**WHAT THE TASK ASKS**.
Quote the planned giving passage word for word, from "Common examples of" up to and including "during their lifetime.".

**PASSAGE PROVIDED**.
Director of Estate and Gift Planning, The Scripps Research Institute

One of the biggest misconceptions about planned giving is that it’s about “death and taxes.” While a candid discussion on tax implications and end-of-life planning is one piece of the conversation, planned giving goes beyond the scope of these topics. Besides, what fundraiser wants to talk to their donor about death and taxes? My hope is that this post — and future posts — will debunk common misconceptions, and equip fundraisers with tools, tips, and information to leverage the power of planned giving to scale up their fundraising efforts.

For instance, you may not know that planned giving:

  • empowers donors to make significantly larger gifts to charity, with more lasting impacts than they could through outright giving alone.
  • enables donors to be more comprehensive and strategic in planning their legacy by including their philanthropic, family, business, and retirement in a complete estate plan.
  • provides solutions for donors juggling competing interests in their lives; for example, they can generate income for a family member or loved one AND provide a substantial gift to charity AND minimize their tax burden.

Before we dive into some tactical strategies for incorporating planned giving into your organization’s fundraising efforts, let’s take a step back and talk about what planned giving is. First, the fundraising initiative also referred to as “gift planning,” “legacy giving” or “deferred giving.” I appreciate a more holistic definition, as defined by, which defines a planned gift as “any major gift, made in lifetime or at death as part of a donor’s overall financial and/or estate planning. These include gifts of equity, life insurance, real estate, personal property, or cash.”

Common examples of planned gifts can include:

  • bequests where a donor leaves money/assets to a charity in their will (the most common and popular beneficiary designation), where a charity inherits part or all of a retirement account after the donor passes away.
  • individual retirement account qualified charitable distributions (IRA QCDs) where a donor transfers money to a charity from a retirement account during their lifetime.
  • charitable gift annuities and charitable remainder trusts (also referred to as CGAs and CRTs, which are both types of life income gifts) where largely a donor gives money to a charity in exchange for the charity paying them a set amount of money every year.
  • transferring of appreciated assets like stock and real estate.

Did you know that the United States Census estimates that 97% to 99% of wealth is held in non-cash assets? Planned giving has the ability to tap into these larger reserves of wealth from a donor. Further, according to research conducted by Dr. Russell James, nonprofits that actively encourage and accept non-cash assets display revenue growth 66% higher than those that only accept gifts of cash. Have we made the case on the power of planned giving yet?

Before you get overwhelmed with the technical words and acronyms, know that you do not have to be an expert to start accepting planned gifts at your organization. Nor do you need to be an attorney! Here are some quick wins to deploy, especially when starting a planned giving program:

  1. Have a way for your donors to self-identify their interests or their intentions to your organization. For example, add fields on websites, emails, and direct mail for donors to say they have included your charity in their estate is an easy way to start.

**DATA PROVIDED**.
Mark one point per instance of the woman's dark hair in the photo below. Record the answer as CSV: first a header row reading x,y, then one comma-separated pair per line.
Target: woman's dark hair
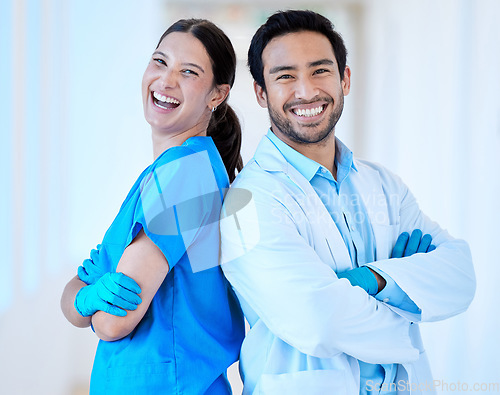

**RESULT**.
Common examples of planned gifts can include:

  • bequests where a donor leaves money/assets to a charity in their will (the most common and popular beneficiary designation), where a charity inherits part or all of a retirement account after the donor passes away.
  • individual retirement account qualified charitable distributions (IRA QCDs) where a donor transfers money to a charity from a retirement account during their lifetime.